WORK TO BE COMPLETED →
Which lines in the listing contain the word "chili"? Locate each one and copy it out in full, counting only case-sensitive matches.

INPUT →
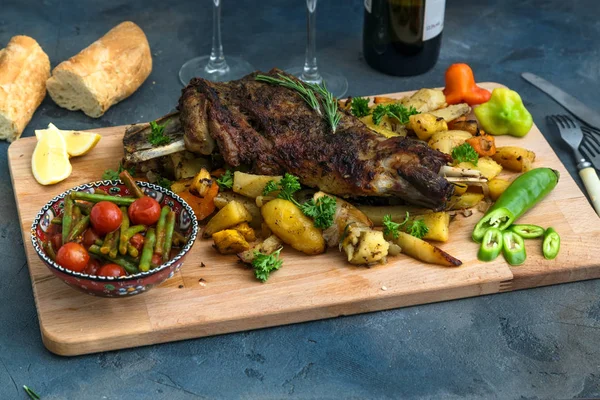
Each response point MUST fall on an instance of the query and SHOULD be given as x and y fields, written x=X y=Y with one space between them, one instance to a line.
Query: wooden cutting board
...
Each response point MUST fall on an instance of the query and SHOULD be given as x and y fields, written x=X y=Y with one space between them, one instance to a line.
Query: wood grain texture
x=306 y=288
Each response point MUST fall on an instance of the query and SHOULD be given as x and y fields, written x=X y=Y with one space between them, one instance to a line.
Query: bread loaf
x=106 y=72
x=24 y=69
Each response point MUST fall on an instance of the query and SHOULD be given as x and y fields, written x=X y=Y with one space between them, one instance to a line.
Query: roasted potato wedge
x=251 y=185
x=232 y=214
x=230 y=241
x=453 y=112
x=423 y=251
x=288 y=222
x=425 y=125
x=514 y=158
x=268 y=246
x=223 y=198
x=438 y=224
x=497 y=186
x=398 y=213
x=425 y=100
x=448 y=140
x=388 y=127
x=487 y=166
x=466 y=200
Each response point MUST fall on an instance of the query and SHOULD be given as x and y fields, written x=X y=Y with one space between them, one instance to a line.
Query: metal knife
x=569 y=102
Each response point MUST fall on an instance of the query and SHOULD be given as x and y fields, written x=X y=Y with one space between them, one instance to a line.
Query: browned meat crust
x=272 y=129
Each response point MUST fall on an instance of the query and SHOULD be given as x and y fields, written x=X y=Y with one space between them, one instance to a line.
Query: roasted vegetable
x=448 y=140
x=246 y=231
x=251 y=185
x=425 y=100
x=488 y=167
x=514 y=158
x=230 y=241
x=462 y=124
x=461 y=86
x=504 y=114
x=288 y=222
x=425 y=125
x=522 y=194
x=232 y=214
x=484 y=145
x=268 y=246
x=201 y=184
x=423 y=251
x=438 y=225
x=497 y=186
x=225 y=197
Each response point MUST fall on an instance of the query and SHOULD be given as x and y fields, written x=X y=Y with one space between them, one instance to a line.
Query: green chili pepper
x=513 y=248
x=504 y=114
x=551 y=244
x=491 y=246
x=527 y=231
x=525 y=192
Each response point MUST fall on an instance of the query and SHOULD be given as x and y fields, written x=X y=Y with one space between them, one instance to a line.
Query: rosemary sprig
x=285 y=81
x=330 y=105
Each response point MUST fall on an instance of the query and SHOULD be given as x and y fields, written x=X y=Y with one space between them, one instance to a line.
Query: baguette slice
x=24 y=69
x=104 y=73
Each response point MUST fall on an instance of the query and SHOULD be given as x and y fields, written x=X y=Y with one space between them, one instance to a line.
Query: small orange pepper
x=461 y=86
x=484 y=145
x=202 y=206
...
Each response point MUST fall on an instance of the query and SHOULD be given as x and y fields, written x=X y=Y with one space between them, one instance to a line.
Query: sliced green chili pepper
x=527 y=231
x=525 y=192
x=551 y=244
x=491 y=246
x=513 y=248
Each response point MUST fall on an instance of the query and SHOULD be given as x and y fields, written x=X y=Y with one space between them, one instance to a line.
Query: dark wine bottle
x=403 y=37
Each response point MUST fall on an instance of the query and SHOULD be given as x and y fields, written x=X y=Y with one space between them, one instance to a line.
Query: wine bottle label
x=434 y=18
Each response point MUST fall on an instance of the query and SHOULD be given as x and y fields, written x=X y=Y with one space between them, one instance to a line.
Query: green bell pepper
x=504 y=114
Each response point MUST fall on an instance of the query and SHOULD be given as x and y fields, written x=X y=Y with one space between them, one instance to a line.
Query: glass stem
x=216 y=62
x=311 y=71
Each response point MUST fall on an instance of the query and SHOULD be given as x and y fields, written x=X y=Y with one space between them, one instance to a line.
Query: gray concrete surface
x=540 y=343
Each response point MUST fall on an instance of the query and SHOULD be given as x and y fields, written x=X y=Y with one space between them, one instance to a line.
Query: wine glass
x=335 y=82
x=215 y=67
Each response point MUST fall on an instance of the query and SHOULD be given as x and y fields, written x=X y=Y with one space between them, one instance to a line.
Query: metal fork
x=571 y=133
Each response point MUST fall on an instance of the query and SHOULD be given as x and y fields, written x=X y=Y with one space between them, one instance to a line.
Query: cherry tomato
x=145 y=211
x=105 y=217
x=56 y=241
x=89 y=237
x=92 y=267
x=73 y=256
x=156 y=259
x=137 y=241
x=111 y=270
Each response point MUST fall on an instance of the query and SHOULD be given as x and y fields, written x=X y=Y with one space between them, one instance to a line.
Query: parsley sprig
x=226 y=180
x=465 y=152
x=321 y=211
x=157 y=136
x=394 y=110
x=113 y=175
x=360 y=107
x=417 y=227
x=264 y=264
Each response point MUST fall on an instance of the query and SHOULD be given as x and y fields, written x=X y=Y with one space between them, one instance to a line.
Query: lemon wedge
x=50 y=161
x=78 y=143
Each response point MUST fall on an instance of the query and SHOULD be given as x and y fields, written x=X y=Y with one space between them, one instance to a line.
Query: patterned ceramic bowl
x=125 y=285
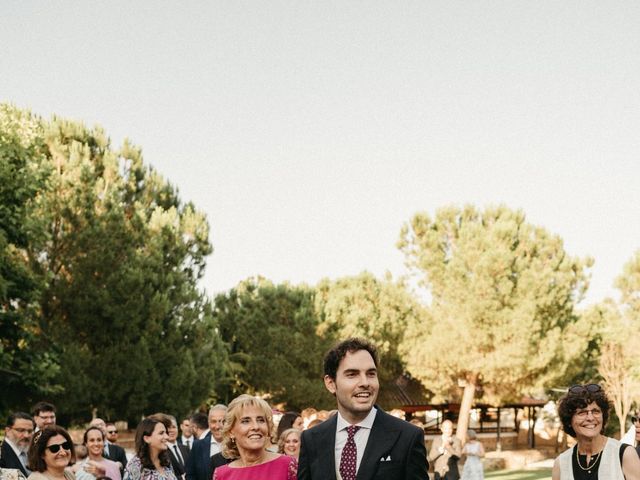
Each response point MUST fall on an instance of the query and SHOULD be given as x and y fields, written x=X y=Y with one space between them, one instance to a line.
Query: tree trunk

EXERCISE RESULT →
Query: green chili pepper
Query: sliced green chili pepper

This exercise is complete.